» **TAREA ASIGNADA**:
Cite literalmente el fragmento del texto sobre el teatro que va desde «Cuando era niño, mi» hasta «estrenar la obra.».

» **TEXTO PROPORCIONADO**:
+ + + + +
Siempre me han aterrado los amateurs.
Cuando era niño, mi padre me contó de un amigo que había creado un ensamble teatral. La intención era
llevar al escenario una obra de un dramaturgo ruso. Algo tenía que ver con un
insecto, no sé si se trataba de un gusano de luz, una mariposa o una polilla.
El amigo de mi padre y el ensamble se
reunían una vez por semana en alguna casa de los émulos de Talia. En el curso
de los ensayos florecieron romances, un marido celoso asesinó al amante de su
esposa, los hijos de los integrantes del elenco crecieron, tuvieron hijos, y
los miembros del ensamble continuaron
asistiendo a los ensayos, hasta que el fallecimiento de algunos de ellos puso fin
a las ilusiones de estrenar la obra.
Por cierto, rebobinando recuerdos, durante mi infancia había un excelente
teatro judío en Buenos Aires. Verdaderos monstruos de la dramaturgia, como
Josef Bulov, visitaron Argentina en la década del cuarenta del siglo pasado. Hay
una película, Esperanza, dirigida por
otro grande del teatro y del cine argentino, Narciso Ibañez Menta, que cuenta
con Bulov en el papel protagónico. Es, si no recuerdo mal, la historia de un
grupo de colonos judíos que intentan convertirse en gauchos en una zona rural
de la provincia de Santa Fé.
Bulov hablaba el idisch, el hebreo, el ruso, el inglés, creo que el
francés, y varias lenguas de Europa oriental, pero no sabía castellano. Y como era
un profesional, para adaptarse a su rol en Esperanza
aprendió el castellano y pidió a sus paisanos proporcionarle expresiones judeo
castellanas con el propósito de que su personaje “sonara” más auténtico. Y otro
aparte más, antes de seguir adelante. Bulov era compañero del actor Frederich
Meshilem Meier Weisenfreund, quien inició su carrera en El teatro judío de
Chicago. Nadie lo recuerda por su nombre original, sino por el de Paul Muni, el
famoso intérprete de Scarface, de They Made a Criminal, quien encarnó a
Emile Zola, ganó un Oscar por su papel en The
Story of Louis Pasteur, y es una de las leyendas de Hollywood.
+ + + + +
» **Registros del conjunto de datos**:

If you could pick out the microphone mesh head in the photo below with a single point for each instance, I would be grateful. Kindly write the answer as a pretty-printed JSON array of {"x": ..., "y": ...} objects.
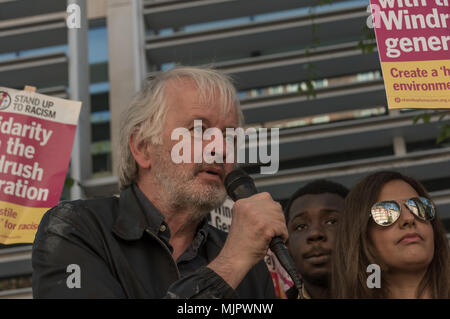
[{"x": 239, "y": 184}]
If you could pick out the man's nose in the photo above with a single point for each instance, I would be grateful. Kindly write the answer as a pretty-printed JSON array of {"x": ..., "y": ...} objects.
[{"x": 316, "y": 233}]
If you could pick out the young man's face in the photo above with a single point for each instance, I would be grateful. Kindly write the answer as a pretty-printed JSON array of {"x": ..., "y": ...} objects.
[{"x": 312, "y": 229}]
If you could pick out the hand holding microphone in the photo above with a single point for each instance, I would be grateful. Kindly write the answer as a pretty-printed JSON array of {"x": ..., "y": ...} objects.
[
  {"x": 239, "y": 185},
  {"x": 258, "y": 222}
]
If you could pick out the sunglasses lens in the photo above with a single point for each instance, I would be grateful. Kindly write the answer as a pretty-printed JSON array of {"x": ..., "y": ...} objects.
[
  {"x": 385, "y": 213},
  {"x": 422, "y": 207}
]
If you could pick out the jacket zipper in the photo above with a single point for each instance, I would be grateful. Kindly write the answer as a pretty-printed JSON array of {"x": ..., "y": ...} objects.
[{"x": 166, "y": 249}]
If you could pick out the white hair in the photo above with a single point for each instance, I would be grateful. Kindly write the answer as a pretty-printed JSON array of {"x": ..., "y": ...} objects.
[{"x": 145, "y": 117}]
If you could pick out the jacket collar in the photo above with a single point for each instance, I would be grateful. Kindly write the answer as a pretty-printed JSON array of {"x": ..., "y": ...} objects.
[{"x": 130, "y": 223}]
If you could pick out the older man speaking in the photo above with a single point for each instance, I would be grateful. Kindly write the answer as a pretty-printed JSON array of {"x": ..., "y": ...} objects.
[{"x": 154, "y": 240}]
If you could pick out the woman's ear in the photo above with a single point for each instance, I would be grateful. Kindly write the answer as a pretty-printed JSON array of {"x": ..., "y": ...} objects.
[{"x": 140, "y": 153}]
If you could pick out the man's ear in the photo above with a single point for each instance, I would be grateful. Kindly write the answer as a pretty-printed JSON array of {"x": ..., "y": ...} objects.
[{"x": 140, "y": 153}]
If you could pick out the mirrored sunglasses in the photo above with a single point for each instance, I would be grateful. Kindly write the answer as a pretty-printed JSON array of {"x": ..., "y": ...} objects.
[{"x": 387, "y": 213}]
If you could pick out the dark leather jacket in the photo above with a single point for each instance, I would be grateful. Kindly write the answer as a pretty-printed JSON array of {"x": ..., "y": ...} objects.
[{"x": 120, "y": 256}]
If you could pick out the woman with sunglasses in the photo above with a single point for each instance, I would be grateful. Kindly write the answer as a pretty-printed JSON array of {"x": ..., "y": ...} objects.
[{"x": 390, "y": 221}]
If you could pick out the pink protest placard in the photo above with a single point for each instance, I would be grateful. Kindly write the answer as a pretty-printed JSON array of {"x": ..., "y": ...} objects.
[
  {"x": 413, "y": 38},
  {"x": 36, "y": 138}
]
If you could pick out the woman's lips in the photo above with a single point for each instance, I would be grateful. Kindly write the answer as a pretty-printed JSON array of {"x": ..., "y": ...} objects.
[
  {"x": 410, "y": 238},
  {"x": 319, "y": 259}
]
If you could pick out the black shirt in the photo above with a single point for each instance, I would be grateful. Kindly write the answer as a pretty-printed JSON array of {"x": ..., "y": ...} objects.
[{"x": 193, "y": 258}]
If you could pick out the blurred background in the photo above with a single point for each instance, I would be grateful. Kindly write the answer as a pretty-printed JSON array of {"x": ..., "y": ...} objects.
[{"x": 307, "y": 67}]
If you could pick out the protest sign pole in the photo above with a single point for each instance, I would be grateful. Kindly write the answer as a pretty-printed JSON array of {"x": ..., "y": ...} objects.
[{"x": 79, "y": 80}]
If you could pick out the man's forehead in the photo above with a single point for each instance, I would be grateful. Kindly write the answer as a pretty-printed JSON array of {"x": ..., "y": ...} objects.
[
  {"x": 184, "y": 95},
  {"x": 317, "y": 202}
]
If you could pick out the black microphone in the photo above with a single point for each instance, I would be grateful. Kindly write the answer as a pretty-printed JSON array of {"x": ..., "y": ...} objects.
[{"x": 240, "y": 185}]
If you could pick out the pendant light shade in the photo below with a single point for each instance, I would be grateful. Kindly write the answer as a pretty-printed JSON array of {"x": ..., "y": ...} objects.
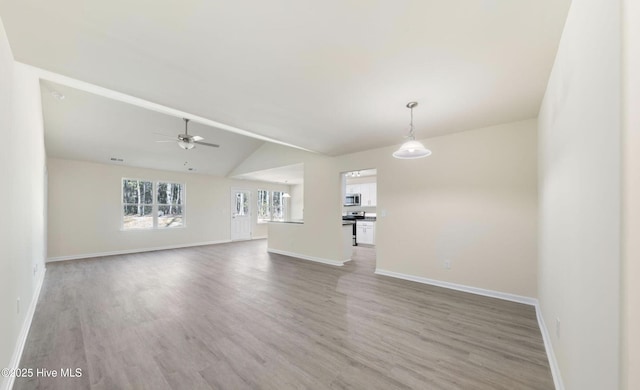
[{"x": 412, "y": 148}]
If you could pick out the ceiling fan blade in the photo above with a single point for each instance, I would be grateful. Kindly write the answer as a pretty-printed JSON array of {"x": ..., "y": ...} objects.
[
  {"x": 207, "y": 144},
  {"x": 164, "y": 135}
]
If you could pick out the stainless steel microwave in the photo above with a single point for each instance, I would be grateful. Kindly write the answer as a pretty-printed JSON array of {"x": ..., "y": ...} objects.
+ + + + +
» **RESPUESTA SOLICITADA**:
Cuando era niño, mi padre me contó de un amigo que había creado un ensamble teatral. La intención era
llevar al escenario una obra de un dramaturgo ruso. Algo tenía que ver con un
insecto, no sé si se trataba de un gusano de luz, una mariposa o una polilla.
El amigo de mi padre y el ensamble se
reunían una vez por semana en alguna casa de los émulos de Talia. En el curso
de los ensayos florecieron romances, un marido celoso asesinó al amante de su
esposa, los hijos de los integrantes del elenco crecieron, tuvieron hijos, y
los miembros del ensamble continuaron
asistiendo a los ensayos, hasta que el fallecimiento de algunos de ellos puso fin
a las ilusiones de estrenar la obra.